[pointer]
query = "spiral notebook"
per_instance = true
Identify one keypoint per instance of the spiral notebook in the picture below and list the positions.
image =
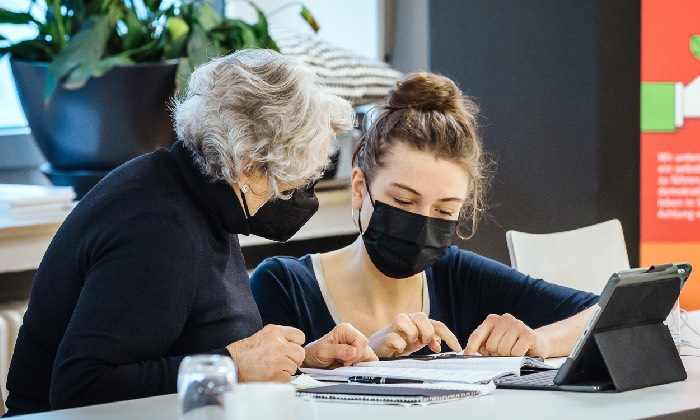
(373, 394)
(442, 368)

--

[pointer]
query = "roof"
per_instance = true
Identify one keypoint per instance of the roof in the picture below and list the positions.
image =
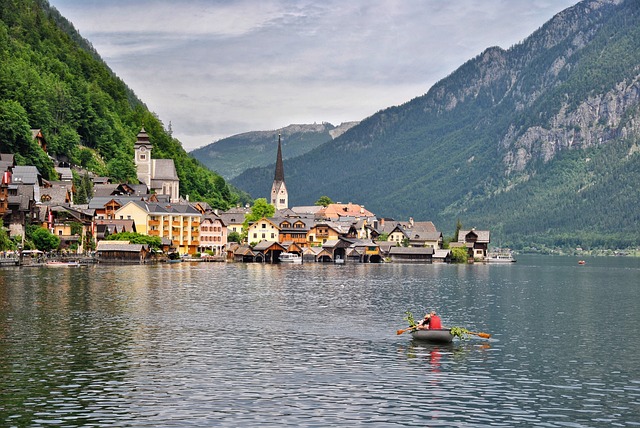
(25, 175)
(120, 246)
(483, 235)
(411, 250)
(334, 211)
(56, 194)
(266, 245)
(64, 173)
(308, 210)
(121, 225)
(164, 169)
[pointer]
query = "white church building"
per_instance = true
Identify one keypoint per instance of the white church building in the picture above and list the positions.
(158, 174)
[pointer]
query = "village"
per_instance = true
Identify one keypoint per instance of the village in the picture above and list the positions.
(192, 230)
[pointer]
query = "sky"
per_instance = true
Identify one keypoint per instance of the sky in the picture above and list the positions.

...

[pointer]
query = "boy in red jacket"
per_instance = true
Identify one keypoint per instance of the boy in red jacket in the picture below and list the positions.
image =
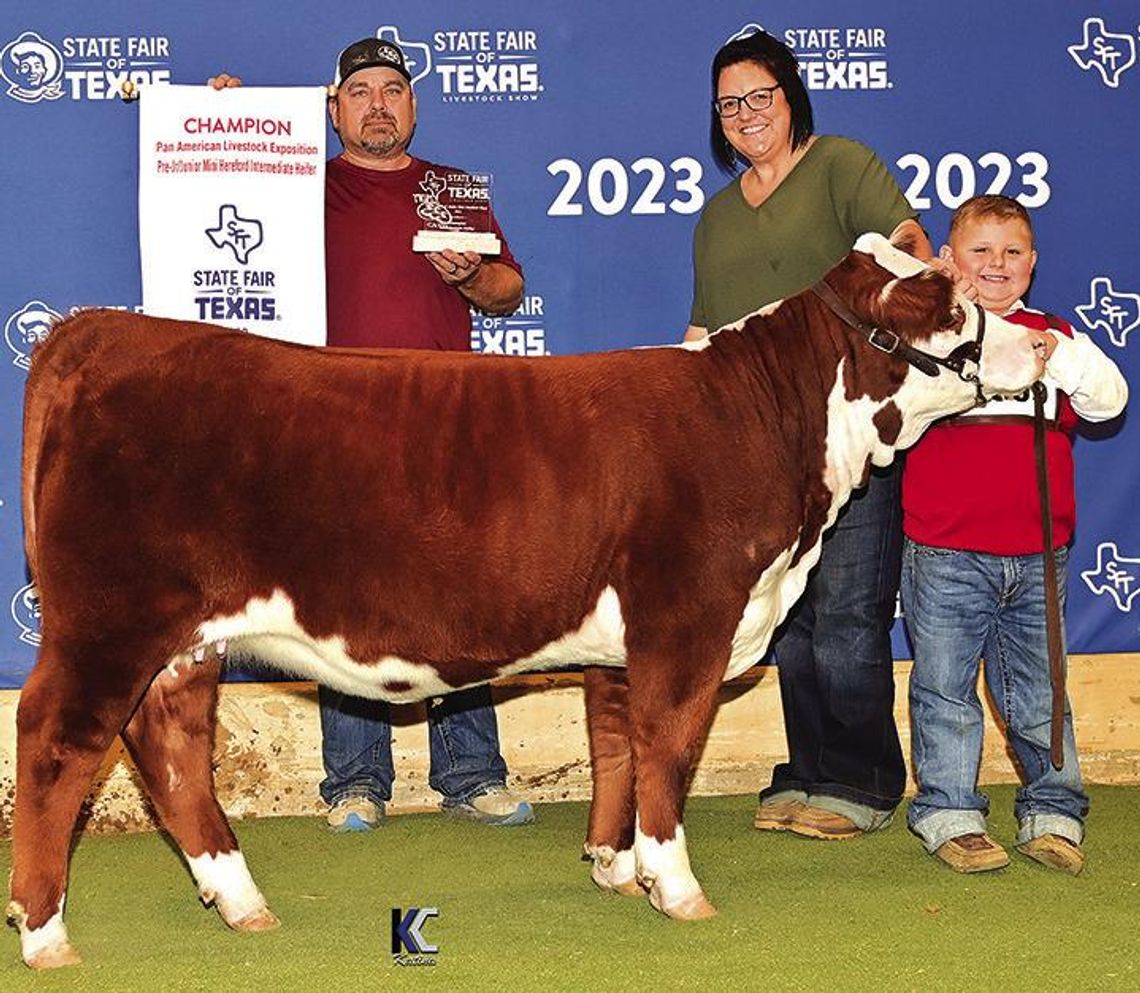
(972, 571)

WHAT YOU SHOULD DO
Give only the number of lines in the data that hold the string "below".

PROBLEM SOLUTION
3